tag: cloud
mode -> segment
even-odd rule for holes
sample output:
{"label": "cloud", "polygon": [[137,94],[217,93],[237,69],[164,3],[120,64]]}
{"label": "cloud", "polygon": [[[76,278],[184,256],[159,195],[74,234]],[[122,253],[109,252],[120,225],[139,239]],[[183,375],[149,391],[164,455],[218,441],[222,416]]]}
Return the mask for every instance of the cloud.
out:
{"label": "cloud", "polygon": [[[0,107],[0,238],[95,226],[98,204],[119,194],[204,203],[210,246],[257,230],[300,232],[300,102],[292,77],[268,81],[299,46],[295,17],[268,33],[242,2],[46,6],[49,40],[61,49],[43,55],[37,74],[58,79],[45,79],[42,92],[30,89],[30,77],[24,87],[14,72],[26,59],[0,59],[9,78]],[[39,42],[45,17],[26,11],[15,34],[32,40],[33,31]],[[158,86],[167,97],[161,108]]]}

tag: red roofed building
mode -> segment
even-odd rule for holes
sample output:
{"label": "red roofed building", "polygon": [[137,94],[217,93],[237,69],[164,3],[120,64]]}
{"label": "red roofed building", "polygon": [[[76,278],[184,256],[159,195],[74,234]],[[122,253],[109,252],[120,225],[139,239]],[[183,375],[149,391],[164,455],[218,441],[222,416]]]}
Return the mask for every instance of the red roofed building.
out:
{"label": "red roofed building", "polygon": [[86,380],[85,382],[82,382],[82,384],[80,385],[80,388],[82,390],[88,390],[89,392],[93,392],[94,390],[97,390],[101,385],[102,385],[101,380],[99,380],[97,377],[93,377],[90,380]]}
---+---
• [Your instructions]: Output every one of the records above again, line for line and unchanged.

• [Solution]:
tag: cloud
mode -> segment
even-odd rule for holes
sample output:
{"label": "cloud", "polygon": [[137,94],[217,93],[237,69],[164,3],[120,64]]}
{"label": "cloud", "polygon": [[[76,278],[184,256],[159,195],[74,234]],[[122,253],[109,252],[120,225],[139,239]],[[183,375],[149,391],[164,455],[218,441],[222,416]]]}
Return the mask for every instance of the cloud.
out:
{"label": "cloud", "polygon": [[[0,107],[0,238],[95,226],[98,204],[119,194],[204,203],[210,246],[257,230],[300,232],[300,102],[292,77],[268,81],[299,46],[295,17],[268,33],[242,2],[46,6],[49,40],[61,49],[43,55],[37,74],[58,79],[45,79],[42,92],[30,89],[30,77],[24,87],[14,72],[26,59],[0,59],[9,78]],[[39,42],[45,17],[26,11],[15,34],[32,40],[33,31]],[[158,86],[167,97],[161,108]]]}

tag: red roofed building
mode -> segment
even-odd rule for holes
sample output:
{"label": "red roofed building", "polygon": [[137,94],[217,93],[237,69],[164,3],[120,64]]}
{"label": "red roofed building", "polygon": [[[76,278],[184,256],[159,195],[74,234]],[[122,253],[109,252],[120,225],[139,239]],[[183,375],[149,391],[164,455],[218,441],[222,416]]]}
Return the mask for every instance of the red roofed building.
out:
{"label": "red roofed building", "polygon": [[86,380],[85,382],[82,382],[82,384],[80,385],[80,388],[82,390],[88,390],[89,392],[93,392],[94,390],[97,390],[101,385],[102,385],[101,380],[99,380],[97,377],[93,377],[90,380]]}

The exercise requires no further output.